Document section Start Marker
Stop Blaming Those who Struggle with Obesity and Start Treating the Disease

According to the WHO, obesity is a disease, but the society we live in has not accepted it as one. Instead, even the healthcare system often sees obesity as a burden they have to deal with rather than a disease state that deserves proper treatment and funding. This is because most people, including many healthcare professionals, think that all someone needs to do is eat less and move more and: Voila! Weight troubles are over! But this is is a huge misunderstanding. Sure, for short periods and smaller amounts of weight, that adage can help. But long-term, only 3-5%  of people maintain their weight loss after 5 years using standard methods. That’s because obesity is a complex disease, and the one-size-fits-all approach just doesn’t work.  

The Patient Didn’t Fail. The Treatment Did. 

The need for multiple treatment options for obesity was highlighted at a conference we recently attended in Stockholm that focused on caring for overweight and obese patients in a primary care setting. One of the lecturers, Dr. Carel Le Rouxe, compared how we treat obesity to how we treat other diseases.  Obesity is often treated as a character flaw, and other diseases are treated as, well, diseases. He drew a parallel to breast cancer. If a patient is treated with chemotherapy, and it doesn’t work, no one blames the patient. The doctor tries another treatment because different types of breast cancer respond to treatments differently without questioning the patient’s motivation to be cancer-free. On the other hand, if a patient doesn’t lose weight with diet and exercise, medication, or surgery, then it’s patient that failed, rather than the treatment. No matter how motivated that patient was and how hard he tried to follow the plan, he is often still seen as lazy, unmotivated, and noncompliant. Part of this is because it can be hard for people that have never had a weight problem or who have had long-term success with weight loss to understand why others can struggle with it so much. This is true even for people that have had weight loss surgery.
Document section End Marker
Please summarize the article on obesity treatment in two sentences.
Information shown Start Marker
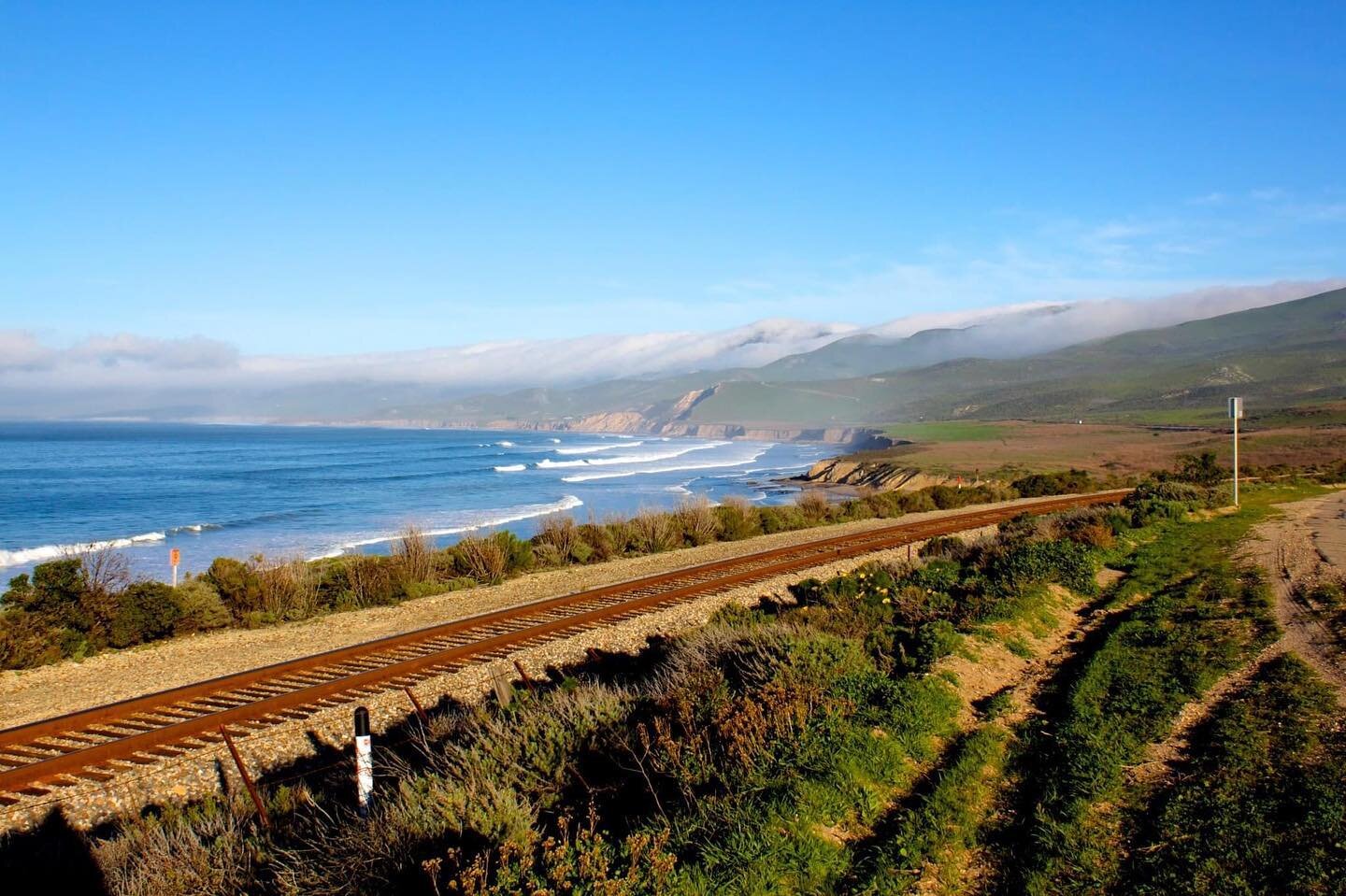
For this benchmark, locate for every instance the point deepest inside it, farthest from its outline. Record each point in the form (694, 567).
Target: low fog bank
(198, 378)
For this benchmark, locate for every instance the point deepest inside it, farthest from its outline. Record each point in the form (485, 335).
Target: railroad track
(97, 745)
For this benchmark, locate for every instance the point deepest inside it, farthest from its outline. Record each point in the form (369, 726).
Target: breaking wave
(590, 449)
(482, 520)
(627, 459)
(24, 556)
(620, 474)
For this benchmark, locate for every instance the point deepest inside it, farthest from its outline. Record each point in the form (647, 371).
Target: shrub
(27, 641)
(697, 520)
(557, 540)
(366, 580)
(482, 559)
(813, 507)
(1201, 470)
(652, 532)
(287, 590)
(780, 519)
(598, 543)
(199, 607)
(915, 502)
(933, 642)
(146, 611)
(1055, 483)
(412, 553)
(737, 519)
(237, 586)
(941, 547)
(55, 590)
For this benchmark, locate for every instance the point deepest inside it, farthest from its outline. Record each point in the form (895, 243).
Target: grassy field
(1009, 449)
(947, 431)
(825, 745)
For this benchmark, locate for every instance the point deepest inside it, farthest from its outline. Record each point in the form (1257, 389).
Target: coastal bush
(697, 520)
(1201, 470)
(1163, 653)
(413, 554)
(780, 519)
(814, 507)
(599, 543)
(482, 559)
(287, 588)
(79, 599)
(1262, 804)
(652, 532)
(237, 586)
(199, 607)
(146, 611)
(364, 580)
(1054, 483)
(27, 641)
(941, 547)
(914, 502)
(737, 519)
(557, 540)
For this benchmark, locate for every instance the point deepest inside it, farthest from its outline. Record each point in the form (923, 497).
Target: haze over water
(284, 491)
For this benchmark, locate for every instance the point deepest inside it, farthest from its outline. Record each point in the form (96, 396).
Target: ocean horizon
(308, 491)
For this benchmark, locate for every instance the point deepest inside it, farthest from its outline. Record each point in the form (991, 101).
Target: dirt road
(1307, 541)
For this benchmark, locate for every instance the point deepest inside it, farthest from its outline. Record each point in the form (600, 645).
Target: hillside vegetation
(1281, 355)
(824, 743)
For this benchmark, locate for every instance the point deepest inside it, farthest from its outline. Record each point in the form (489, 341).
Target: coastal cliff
(881, 476)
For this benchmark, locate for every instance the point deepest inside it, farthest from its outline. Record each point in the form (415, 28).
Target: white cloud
(109, 375)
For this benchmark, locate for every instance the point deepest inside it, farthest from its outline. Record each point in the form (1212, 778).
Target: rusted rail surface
(97, 743)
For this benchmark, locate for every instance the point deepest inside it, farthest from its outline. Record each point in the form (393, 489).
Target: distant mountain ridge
(1283, 354)
(780, 375)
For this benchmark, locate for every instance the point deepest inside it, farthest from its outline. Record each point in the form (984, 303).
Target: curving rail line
(95, 745)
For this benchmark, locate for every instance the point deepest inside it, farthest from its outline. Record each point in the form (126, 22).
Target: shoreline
(860, 431)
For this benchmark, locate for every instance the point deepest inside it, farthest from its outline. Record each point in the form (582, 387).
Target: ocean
(318, 491)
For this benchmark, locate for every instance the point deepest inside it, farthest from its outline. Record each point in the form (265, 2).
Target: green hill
(1278, 357)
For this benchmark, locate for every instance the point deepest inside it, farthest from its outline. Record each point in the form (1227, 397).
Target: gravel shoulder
(51, 690)
(1306, 541)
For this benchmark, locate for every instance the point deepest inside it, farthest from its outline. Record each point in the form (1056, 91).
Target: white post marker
(364, 761)
(1236, 412)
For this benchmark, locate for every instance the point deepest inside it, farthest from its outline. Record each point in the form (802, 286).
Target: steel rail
(95, 743)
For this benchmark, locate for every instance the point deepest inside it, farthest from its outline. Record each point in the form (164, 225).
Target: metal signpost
(364, 763)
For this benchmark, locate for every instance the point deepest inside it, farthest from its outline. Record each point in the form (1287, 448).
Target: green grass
(1262, 807)
(933, 841)
(1168, 553)
(947, 431)
(1196, 618)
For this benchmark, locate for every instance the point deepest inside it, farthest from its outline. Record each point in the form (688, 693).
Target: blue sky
(333, 178)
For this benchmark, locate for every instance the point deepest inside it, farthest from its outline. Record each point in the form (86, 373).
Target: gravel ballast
(70, 687)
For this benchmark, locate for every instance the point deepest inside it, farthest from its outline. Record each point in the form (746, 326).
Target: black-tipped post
(364, 761)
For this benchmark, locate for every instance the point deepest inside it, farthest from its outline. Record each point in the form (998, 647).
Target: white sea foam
(547, 463)
(590, 449)
(192, 528)
(24, 556)
(482, 520)
(627, 459)
(658, 470)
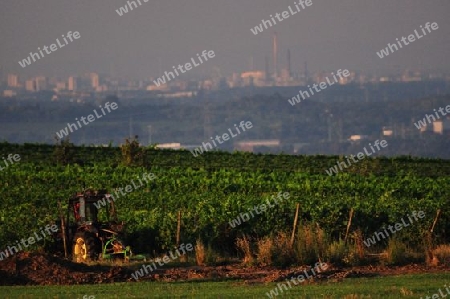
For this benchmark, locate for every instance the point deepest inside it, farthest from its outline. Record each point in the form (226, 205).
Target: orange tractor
(90, 238)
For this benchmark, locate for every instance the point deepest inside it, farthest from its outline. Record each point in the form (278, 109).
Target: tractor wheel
(84, 247)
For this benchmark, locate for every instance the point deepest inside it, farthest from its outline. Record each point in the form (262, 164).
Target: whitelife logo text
(411, 38)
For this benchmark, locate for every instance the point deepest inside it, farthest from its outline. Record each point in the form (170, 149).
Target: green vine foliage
(215, 188)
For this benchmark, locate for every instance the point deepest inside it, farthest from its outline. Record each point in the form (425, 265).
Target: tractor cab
(91, 223)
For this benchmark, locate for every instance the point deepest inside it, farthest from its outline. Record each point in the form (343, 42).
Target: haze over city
(159, 34)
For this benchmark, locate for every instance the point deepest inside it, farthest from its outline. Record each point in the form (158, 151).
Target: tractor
(92, 239)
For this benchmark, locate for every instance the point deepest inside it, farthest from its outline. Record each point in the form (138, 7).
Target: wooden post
(178, 228)
(438, 213)
(63, 228)
(349, 223)
(295, 225)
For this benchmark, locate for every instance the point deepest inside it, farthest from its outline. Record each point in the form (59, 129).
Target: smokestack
(306, 74)
(289, 63)
(275, 55)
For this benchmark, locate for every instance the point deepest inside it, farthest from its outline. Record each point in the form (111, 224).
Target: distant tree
(132, 152)
(64, 151)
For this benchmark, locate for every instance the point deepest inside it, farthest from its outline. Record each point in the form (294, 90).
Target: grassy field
(404, 286)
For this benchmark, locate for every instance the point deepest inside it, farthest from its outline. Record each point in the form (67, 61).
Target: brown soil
(41, 269)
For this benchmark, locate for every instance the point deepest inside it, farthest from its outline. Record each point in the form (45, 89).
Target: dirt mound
(40, 269)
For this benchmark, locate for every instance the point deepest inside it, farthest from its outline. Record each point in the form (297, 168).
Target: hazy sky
(330, 34)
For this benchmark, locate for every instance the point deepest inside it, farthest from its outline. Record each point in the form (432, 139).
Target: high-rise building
(94, 80)
(30, 85)
(13, 80)
(41, 83)
(72, 84)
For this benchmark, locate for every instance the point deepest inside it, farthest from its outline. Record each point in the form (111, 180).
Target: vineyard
(210, 190)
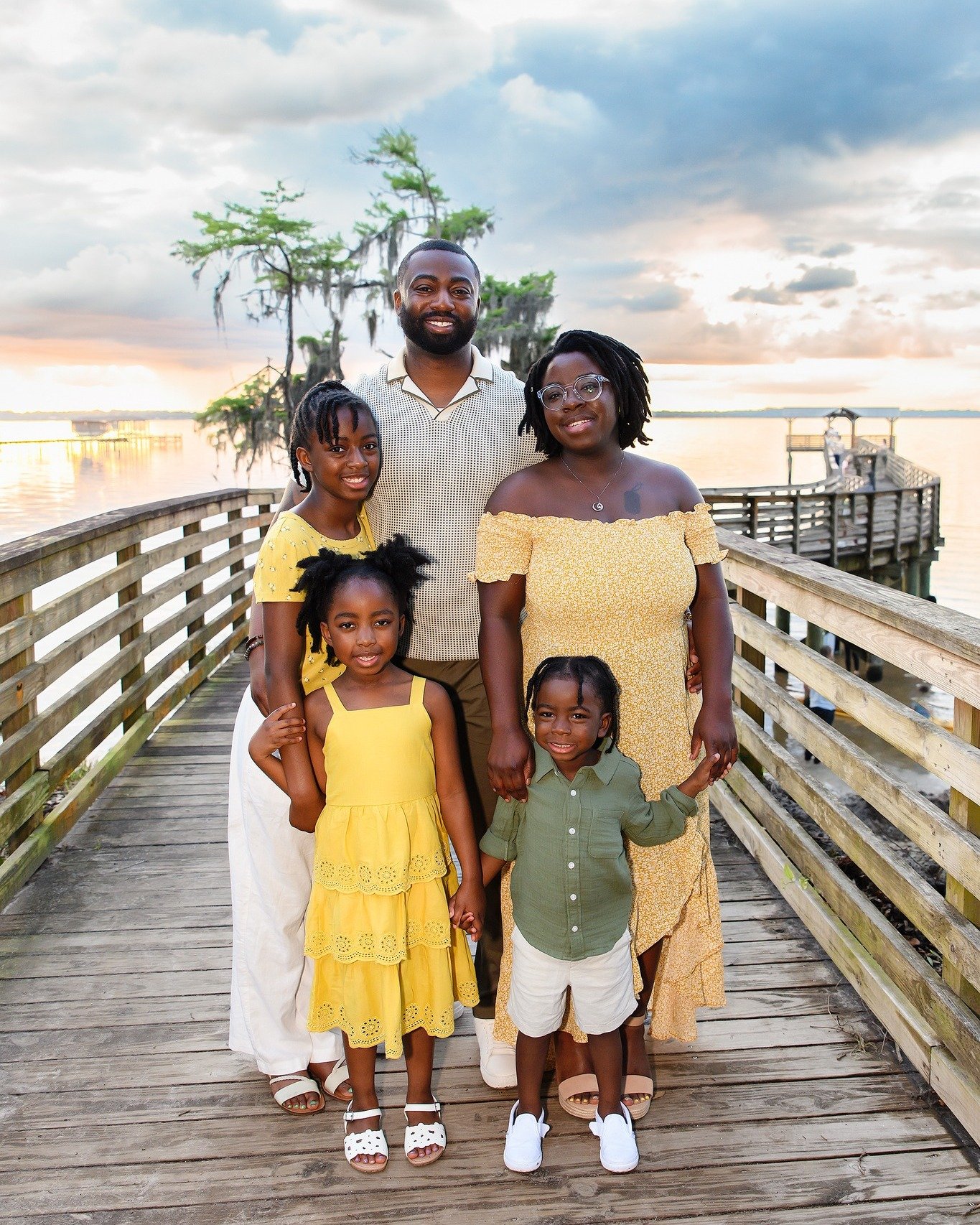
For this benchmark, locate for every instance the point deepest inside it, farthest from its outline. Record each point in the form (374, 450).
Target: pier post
(815, 636)
(782, 623)
(237, 567)
(17, 609)
(194, 593)
(129, 595)
(967, 727)
(756, 605)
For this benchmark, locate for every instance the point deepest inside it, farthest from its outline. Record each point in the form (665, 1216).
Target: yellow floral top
(620, 591)
(287, 543)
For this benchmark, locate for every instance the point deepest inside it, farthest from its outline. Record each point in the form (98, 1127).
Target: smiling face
(363, 625)
(575, 424)
(347, 466)
(437, 302)
(567, 728)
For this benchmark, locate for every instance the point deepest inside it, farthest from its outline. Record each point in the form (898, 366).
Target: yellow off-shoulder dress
(386, 957)
(620, 591)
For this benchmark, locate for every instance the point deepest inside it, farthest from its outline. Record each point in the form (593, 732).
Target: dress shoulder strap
(333, 697)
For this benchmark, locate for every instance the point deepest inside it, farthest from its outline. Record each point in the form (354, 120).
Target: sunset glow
(775, 204)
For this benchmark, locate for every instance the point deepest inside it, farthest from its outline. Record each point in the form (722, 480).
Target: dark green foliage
(513, 319)
(288, 260)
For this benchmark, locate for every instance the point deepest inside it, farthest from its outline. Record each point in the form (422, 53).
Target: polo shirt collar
(482, 371)
(603, 770)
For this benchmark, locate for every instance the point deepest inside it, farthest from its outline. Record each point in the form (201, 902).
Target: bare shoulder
(317, 711)
(671, 483)
(437, 701)
(518, 493)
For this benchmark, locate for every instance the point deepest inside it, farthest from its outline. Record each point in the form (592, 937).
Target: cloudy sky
(775, 202)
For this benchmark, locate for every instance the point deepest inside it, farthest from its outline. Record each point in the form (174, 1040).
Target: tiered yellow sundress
(388, 959)
(619, 591)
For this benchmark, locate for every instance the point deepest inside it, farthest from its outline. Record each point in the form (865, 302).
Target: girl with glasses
(599, 550)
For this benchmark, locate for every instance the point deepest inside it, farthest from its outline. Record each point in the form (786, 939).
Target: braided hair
(317, 414)
(584, 671)
(622, 368)
(397, 567)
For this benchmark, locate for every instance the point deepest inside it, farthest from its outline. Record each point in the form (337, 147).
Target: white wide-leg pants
(271, 872)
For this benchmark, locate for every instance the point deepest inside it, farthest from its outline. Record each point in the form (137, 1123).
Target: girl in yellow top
(383, 921)
(335, 452)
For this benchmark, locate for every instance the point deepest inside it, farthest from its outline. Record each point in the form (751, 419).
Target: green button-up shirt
(571, 883)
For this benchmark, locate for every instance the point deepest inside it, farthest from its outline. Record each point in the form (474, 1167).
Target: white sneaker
(522, 1150)
(617, 1150)
(498, 1063)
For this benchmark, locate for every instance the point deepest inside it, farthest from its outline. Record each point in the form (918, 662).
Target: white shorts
(602, 989)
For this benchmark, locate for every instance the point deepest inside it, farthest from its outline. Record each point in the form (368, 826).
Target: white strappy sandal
(419, 1136)
(335, 1079)
(368, 1143)
(297, 1087)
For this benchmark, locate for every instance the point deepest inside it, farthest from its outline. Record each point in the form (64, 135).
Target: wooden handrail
(168, 579)
(933, 1017)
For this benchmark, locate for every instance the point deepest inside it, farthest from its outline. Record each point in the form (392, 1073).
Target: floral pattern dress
(620, 591)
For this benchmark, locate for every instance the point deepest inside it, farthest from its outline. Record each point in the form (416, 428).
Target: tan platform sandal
(579, 1086)
(638, 1086)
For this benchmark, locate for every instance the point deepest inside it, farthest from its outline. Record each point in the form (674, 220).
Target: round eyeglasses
(586, 387)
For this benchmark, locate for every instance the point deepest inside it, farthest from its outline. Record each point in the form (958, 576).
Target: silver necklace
(598, 504)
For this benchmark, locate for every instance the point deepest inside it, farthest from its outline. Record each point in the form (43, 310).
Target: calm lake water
(50, 483)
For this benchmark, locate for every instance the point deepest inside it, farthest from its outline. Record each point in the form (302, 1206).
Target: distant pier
(875, 513)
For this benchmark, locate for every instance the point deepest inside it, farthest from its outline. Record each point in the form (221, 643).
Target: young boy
(572, 893)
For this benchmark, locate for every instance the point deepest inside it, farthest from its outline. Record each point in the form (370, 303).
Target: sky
(773, 202)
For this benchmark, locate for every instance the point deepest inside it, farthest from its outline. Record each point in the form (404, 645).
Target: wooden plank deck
(121, 1103)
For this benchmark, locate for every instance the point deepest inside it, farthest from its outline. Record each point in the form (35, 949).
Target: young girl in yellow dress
(385, 913)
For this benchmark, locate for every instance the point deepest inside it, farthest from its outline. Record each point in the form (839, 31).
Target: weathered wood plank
(950, 758)
(956, 936)
(854, 1173)
(929, 827)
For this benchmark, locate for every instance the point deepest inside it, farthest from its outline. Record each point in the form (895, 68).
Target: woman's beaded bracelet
(258, 641)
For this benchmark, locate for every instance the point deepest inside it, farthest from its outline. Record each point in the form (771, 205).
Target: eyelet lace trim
(388, 949)
(385, 879)
(370, 1032)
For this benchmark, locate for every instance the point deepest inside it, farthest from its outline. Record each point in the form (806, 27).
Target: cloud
(962, 299)
(822, 279)
(768, 295)
(553, 108)
(663, 297)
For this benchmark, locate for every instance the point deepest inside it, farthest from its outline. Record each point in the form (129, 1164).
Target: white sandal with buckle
(368, 1143)
(298, 1087)
(419, 1136)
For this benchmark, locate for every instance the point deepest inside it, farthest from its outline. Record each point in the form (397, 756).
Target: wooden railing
(818, 442)
(931, 1016)
(106, 626)
(841, 527)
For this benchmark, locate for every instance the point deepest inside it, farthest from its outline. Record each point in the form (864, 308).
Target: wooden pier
(119, 1101)
(888, 533)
Information shown End Marker
### Solution to this problem
Although the WHO calls obesity a disease, society and even the healthcare system tend to treat it as a burden that can be fixed by eating less and moving more, yet only 3-5% of people keep weight off after five years with standard methods because obesity is complex and one approach does not fit everyone. A lecturer at a Stockholm conference compared this with breast cancer, where a failed treatment leads doctors to try another without blaming the patient, while a patient who fails to lose weight is often seen as lazy, unmotivated, and noncompliant.